WORK TO DO => Please copy the data below line for line, changing nothing.

INPUT RECORDS =>
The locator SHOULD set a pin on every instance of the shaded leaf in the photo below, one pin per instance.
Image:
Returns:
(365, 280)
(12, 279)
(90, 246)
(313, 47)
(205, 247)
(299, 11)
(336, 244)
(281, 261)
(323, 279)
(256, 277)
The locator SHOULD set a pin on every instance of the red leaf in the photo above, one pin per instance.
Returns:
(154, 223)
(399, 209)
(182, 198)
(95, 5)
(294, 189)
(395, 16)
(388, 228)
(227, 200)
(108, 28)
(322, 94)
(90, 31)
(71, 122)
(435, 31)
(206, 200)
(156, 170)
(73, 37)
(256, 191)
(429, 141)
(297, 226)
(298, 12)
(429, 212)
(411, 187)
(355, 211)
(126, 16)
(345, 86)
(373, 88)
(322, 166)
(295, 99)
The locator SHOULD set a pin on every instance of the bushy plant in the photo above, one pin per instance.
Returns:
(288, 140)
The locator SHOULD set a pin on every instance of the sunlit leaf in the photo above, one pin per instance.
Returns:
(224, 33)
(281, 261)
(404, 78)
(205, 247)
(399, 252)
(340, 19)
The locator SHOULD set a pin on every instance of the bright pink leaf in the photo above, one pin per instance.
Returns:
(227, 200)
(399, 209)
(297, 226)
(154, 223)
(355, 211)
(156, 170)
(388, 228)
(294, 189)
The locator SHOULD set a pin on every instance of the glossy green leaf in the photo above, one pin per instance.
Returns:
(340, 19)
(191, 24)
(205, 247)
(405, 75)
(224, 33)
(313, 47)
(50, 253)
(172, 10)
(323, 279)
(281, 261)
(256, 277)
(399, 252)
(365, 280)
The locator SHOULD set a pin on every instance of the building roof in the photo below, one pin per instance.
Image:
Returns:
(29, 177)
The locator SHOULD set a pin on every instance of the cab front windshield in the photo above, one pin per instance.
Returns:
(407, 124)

EXERCISE RESPONSE =>
The locator SHOULD set a pin on every instance of the shaded leaf in the photo below, one pin per instance.
Image:
Returns:
(365, 280)
(12, 279)
(90, 246)
(313, 47)
(205, 247)
(299, 11)
(336, 244)
(281, 261)
(323, 279)
(256, 277)
The locator SHOULD set a pin on every instance of the red leaf in the photo above, one pin per instance.
Returns:
(154, 223)
(399, 209)
(182, 198)
(95, 5)
(294, 189)
(395, 16)
(388, 228)
(227, 200)
(108, 28)
(322, 94)
(90, 31)
(71, 122)
(435, 31)
(206, 200)
(156, 170)
(73, 37)
(256, 191)
(429, 141)
(297, 226)
(298, 12)
(429, 212)
(411, 187)
(355, 211)
(126, 16)
(345, 86)
(373, 88)
(322, 166)
(295, 99)
The locator SHOULD set a pin on every instance of the bushy plant in the photo above, one pin per instance.
Returns:
(288, 140)
The locator SHOULD set a pin on every instance of the sunlit leaf in the photo above, one pin per instance.
Returns:
(224, 33)
(281, 261)
(404, 78)
(205, 247)
(399, 252)
(340, 19)
The locator SHOULD set a pin on every instance of the bright pink leaf in the photo above, one pin per instance.
Returns:
(227, 200)
(399, 209)
(297, 226)
(154, 223)
(355, 211)
(156, 170)
(388, 228)
(294, 189)
The locator SHOULD set a pin on every instance of the glossy green leaf in the photo above, one pin per instance.
Returns:
(340, 19)
(191, 24)
(205, 247)
(405, 75)
(224, 33)
(313, 47)
(50, 253)
(172, 10)
(323, 279)
(281, 261)
(256, 277)
(399, 252)
(365, 280)
The locator SHOULD set a pin on every instance of the building roof in the photo below, one pin per instance.
Image:
Returns:
(29, 177)
The locator SHOULD set a pin on every instance of the cab front windshield in the photo above, one pin per instance.
Returns:
(407, 124)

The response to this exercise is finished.